[Exercise brief]:
In the tribunal decision below, what two things would the Applicant's proposed modification allow the property to be used for?

[Source extract]:
↓↓↓

24. Covenant 1 has been discharged, but covenant 3 prevents the building of an additional house on the property. This is indisputably a covenant that the other 14 property owners have a right to enforce pursuant both to the words of annexation and to the building scheme. The Applicant says that it should be discharged, or alternatively modified, either under paragraph (c) of section 84(1), on the basis that the proposed modification would not injure the Respondents, or under paragraph (aa). As to paragraph (aa), it is agreed that the Respondents have the benefit of the covenant and that the covenant prevents the development; the issues for the Tribunal (following the questions traditionally to be answered in accordance with the well-known decision in Re Bass Ltd (1973) 26 P & CR 156) are:
a. whether the proposed development is a reasonable use of the land,
b. whether the covenant secures “any practical benefits of substantial value or advantage” to the Respondents and, if it does,
25. The modification proposed by the Applicant is that the covenant should read as follows:
“Not to use the property hereby transferred or permit the same to be used for any other purpose than two private dwellinghouses (with garages) [etc]…”
26. We can dispose quite shortly of three issues.
27. First, we would regard it as out of the question to discharge the covenant. That would permit all sorts of development, subject to planning permission. The Applicant’s case was presented at the hearing as a case for modification and we do not give any further consideration to discharging this covenant.
28. Second, it is not possible to modify this covenant under section 84(1)(c). That would be possible only if the modification caused no injury at all, and at the very least the modification will enable the construction of the new house, and the construction work itself will inevitably cause some inconvenience to the other residents in this group of houses. On that ground alone paragraph (c) is ruled out. So, we have to focus our analysis on section 84(1)(aa).
29. Third therefore, turning to section 84(1)(aa), we can dispose quickly of the question whether the covenant prevents a reasonable use of the property. In answering that we have to have regard to the planning permission (section 84(1B)), and the existence of planning permission is highly persuasive but by no means decisive. We have no difficulty in deciding that the use of half of the property for an additional house would be a reasonable use of it. Although as Mr Oliver pointed out the location means that this is not going to be an inexpensive house, housing is much needed and such use is perfectly reasonable.

↑↑↑

[Rows]:

↓↓↓

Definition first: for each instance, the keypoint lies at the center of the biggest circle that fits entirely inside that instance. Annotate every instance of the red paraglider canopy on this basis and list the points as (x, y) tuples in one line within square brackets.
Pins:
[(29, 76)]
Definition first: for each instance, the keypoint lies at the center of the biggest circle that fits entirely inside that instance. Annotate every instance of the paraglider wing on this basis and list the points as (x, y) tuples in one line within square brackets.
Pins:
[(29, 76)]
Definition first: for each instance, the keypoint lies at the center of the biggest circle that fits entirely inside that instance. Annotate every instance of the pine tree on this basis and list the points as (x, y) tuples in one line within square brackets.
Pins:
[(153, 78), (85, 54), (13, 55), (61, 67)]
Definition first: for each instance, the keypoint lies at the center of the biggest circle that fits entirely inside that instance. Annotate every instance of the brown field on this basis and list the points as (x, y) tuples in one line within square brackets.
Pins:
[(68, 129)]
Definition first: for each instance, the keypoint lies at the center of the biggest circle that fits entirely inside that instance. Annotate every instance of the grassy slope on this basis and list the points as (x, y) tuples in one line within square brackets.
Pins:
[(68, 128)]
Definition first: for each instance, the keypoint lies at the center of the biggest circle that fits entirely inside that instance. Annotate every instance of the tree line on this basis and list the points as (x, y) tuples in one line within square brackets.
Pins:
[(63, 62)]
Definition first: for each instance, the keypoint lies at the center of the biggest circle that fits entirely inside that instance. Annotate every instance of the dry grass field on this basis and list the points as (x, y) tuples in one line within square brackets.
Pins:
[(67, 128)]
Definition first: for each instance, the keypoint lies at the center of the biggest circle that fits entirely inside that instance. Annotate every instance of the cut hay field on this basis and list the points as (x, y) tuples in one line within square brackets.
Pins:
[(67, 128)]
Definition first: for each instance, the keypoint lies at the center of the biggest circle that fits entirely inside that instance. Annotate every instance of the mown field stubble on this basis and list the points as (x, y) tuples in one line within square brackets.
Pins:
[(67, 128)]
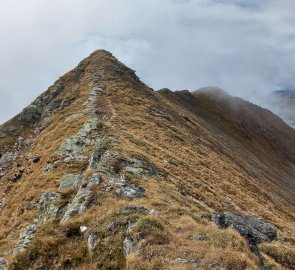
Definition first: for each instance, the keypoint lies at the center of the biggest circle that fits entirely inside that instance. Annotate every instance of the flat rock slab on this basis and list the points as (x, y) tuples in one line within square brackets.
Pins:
[(70, 181)]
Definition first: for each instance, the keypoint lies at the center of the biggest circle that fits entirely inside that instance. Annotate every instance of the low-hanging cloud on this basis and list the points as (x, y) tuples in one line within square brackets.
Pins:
[(246, 47)]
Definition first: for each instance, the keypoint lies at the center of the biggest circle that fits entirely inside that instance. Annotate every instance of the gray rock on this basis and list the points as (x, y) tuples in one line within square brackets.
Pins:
[(47, 206), (8, 252), (91, 243), (3, 263), (73, 148), (48, 167), (247, 226), (2, 171), (199, 237), (128, 246), (70, 181), (3, 203), (214, 266), (25, 238), (128, 190), (30, 113), (254, 230), (81, 200), (140, 208), (181, 261), (141, 167), (7, 157), (30, 206)]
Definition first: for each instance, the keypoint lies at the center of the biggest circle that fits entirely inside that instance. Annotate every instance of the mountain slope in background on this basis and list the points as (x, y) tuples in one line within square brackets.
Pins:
[(283, 104), (102, 172)]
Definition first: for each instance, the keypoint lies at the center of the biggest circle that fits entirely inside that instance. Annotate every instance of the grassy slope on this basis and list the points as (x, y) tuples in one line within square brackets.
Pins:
[(188, 147)]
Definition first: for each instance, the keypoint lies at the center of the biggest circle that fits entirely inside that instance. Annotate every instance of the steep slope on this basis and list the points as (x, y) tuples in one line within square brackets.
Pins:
[(101, 172)]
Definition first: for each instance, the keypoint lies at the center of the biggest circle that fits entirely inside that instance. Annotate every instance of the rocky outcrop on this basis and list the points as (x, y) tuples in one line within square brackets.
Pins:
[(135, 208), (70, 181), (253, 229), (3, 263), (25, 237), (81, 200), (125, 189), (48, 206)]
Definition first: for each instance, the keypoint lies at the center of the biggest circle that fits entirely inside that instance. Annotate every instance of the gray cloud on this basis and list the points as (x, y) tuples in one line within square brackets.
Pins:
[(246, 47)]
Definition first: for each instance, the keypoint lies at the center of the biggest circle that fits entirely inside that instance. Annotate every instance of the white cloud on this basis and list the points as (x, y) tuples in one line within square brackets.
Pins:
[(244, 46)]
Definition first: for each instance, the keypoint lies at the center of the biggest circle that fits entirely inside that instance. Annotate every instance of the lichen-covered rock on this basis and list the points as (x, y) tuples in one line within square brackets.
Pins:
[(6, 157), (247, 226), (48, 206), (128, 190), (2, 171), (131, 209), (3, 203), (128, 246), (80, 201), (73, 147), (91, 243), (70, 181), (47, 168), (254, 230), (25, 237), (3, 263), (141, 167)]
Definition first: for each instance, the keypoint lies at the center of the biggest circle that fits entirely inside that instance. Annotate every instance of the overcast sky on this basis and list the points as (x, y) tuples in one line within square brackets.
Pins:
[(246, 47)]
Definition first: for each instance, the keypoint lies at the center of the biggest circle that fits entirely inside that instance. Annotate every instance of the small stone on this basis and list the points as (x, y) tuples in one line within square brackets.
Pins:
[(199, 237), (25, 237), (214, 266), (48, 167), (181, 261), (91, 243), (36, 159), (128, 246), (140, 208), (47, 206), (30, 206), (3, 263), (8, 252), (70, 181), (83, 229)]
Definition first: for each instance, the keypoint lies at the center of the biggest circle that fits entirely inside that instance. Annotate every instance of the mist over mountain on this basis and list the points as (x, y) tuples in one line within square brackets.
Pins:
[(102, 172), (282, 102)]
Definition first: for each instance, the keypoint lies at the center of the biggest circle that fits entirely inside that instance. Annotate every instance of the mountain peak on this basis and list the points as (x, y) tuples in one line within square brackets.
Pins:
[(102, 172)]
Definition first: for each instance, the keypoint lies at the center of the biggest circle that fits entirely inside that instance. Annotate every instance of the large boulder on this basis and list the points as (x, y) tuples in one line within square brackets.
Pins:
[(254, 230), (47, 206), (248, 226), (25, 237)]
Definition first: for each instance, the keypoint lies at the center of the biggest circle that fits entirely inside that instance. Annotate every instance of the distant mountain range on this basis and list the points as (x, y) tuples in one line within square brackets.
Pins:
[(102, 172)]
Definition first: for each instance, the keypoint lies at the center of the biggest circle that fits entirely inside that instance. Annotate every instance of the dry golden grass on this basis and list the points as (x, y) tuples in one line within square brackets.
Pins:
[(196, 174)]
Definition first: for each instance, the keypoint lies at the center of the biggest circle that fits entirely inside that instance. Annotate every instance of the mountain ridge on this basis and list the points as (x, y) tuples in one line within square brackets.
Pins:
[(99, 141)]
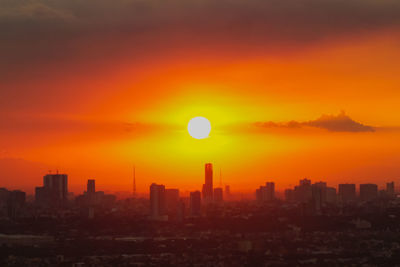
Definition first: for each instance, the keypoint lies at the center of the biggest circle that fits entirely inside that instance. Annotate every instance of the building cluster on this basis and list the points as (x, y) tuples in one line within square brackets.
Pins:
[(11, 202), (319, 194), (167, 203), (54, 190)]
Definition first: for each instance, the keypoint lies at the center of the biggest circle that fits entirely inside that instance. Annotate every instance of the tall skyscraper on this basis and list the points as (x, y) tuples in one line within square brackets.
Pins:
[(195, 203), (331, 196), (208, 185), (347, 192), (368, 192), (218, 195), (157, 202), (319, 194), (91, 186), (303, 192), (266, 193), (390, 189), (54, 190), (172, 201)]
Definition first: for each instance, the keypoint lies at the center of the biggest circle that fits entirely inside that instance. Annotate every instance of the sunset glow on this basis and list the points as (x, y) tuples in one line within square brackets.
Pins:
[(287, 97)]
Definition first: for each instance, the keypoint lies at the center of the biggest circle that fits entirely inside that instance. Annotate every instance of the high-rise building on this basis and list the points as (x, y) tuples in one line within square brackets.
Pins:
[(303, 192), (266, 193), (390, 189), (290, 195), (347, 192), (91, 191), (368, 192), (318, 194), (218, 195), (227, 192), (11, 202), (54, 190), (91, 186), (195, 203), (172, 200), (331, 196), (157, 202), (208, 185)]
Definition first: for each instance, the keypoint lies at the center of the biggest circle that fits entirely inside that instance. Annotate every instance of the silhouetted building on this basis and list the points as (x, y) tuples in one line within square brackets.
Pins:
[(290, 195), (390, 189), (180, 216), (368, 192), (266, 193), (91, 192), (331, 196), (218, 195), (172, 201), (303, 192), (208, 185), (11, 202), (319, 194), (157, 202), (54, 190), (347, 192), (91, 186), (227, 192), (195, 203)]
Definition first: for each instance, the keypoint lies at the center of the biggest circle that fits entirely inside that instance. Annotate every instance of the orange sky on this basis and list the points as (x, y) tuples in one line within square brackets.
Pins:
[(93, 91)]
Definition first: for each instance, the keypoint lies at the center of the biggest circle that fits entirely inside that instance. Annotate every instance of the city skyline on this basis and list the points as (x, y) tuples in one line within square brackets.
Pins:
[(288, 92)]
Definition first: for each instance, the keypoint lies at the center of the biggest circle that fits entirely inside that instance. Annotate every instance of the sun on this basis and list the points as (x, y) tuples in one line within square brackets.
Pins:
[(199, 127)]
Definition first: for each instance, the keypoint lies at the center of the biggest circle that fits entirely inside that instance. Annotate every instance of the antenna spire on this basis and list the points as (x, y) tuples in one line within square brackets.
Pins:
[(220, 177), (134, 181)]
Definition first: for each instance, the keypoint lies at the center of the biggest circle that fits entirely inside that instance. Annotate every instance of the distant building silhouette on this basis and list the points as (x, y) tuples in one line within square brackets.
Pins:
[(218, 195), (347, 192), (368, 192), (157, 202), (172, 202), (331, 196), (91, 186), (303, 192), (290, 195), (208, 184), (11, 202), (390, 189), (195, 203), (227, 192), (54, 190), (266, 193), (318, 194)]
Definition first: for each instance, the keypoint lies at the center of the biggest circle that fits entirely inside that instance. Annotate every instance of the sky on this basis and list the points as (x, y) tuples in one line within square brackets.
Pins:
[(293, 89)]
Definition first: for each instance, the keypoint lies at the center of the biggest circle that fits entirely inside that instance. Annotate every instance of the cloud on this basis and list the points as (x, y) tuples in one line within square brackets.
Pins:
[(332, 123), (37, 31)]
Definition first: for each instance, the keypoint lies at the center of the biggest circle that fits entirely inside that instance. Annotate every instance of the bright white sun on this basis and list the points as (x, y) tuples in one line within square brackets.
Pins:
[(199, 127)]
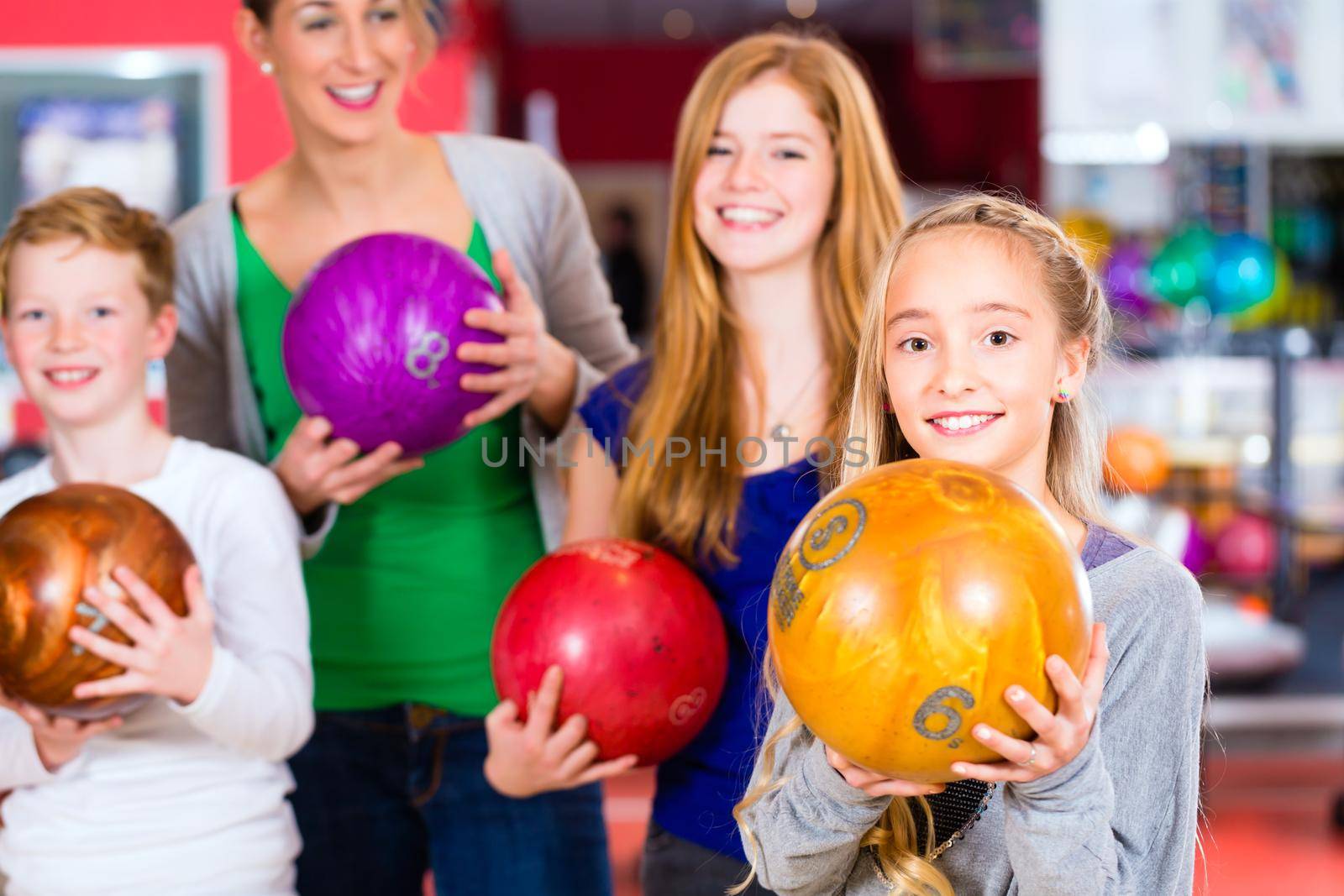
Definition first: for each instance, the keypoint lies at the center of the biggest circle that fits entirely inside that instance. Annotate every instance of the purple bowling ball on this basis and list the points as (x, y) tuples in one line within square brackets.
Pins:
[(371, 342), (1126, 280)]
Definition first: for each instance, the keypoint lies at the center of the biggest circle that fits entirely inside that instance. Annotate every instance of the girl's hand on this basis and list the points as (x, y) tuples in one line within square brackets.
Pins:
[(1061, 736), (58, 739), (519, 356), (875, 785), (168, 654), (534, 365), (316, 472), (534, 757)]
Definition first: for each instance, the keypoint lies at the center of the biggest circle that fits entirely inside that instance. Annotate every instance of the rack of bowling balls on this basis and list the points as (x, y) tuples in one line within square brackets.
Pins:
[(1227, 537), (1240, 278)]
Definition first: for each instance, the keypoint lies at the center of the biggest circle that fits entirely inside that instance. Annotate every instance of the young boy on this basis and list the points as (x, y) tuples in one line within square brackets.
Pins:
[(186, 794)]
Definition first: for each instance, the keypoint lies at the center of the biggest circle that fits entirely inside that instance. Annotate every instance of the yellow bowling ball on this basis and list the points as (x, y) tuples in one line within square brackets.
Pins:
[(909, 600)]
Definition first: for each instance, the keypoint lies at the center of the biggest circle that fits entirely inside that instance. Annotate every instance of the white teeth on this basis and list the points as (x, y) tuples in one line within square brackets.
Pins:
[(71, 376), (963, 422), (743, 215), (355, 94)]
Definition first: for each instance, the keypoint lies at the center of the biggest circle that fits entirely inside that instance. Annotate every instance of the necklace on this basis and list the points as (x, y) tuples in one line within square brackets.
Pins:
[(780, 429)]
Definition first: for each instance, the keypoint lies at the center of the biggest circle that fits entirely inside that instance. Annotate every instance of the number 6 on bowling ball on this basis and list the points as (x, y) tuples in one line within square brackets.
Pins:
[(55, 546), (907, 602)]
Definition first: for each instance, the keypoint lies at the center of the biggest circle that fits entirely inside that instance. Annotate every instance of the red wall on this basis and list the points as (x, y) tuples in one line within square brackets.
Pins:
[(620, 102), (257, 132)]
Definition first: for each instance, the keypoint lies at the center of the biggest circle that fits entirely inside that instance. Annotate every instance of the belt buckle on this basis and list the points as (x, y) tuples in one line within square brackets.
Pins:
[(423, 715)]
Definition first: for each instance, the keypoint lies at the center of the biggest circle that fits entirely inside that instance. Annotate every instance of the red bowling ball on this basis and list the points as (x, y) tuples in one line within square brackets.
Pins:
[(1247, 547), (638, 638)]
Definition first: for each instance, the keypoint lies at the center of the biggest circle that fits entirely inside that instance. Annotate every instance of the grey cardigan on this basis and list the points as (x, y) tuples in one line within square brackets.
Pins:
[(1120, 819), (524, 202)]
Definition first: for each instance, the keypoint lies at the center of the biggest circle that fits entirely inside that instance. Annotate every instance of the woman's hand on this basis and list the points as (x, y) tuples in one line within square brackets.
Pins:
[(58, 739), (534, 365), (167, 656), (1061, 735), (316, 472), (875, 785), (534, 757)]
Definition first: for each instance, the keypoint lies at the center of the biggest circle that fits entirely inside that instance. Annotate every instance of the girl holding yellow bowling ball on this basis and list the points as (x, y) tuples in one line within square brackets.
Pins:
[(981, 327)]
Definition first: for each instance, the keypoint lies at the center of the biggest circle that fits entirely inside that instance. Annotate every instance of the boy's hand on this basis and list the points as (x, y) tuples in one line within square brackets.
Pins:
[(58, 739), (316, 472), (168, 654), (533, 757), (875, 785)]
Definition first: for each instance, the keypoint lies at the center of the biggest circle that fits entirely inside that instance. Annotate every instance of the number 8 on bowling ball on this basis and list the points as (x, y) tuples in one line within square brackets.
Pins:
[(55, 546)]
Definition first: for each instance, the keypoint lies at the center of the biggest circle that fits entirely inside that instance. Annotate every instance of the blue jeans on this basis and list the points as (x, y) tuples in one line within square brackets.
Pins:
[(385, 794)]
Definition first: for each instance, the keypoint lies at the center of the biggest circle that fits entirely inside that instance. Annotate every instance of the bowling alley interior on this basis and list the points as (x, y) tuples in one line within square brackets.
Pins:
[(1193, 148)]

↑↑↑

[Solution below]:
Two private dwellinghouses with garages.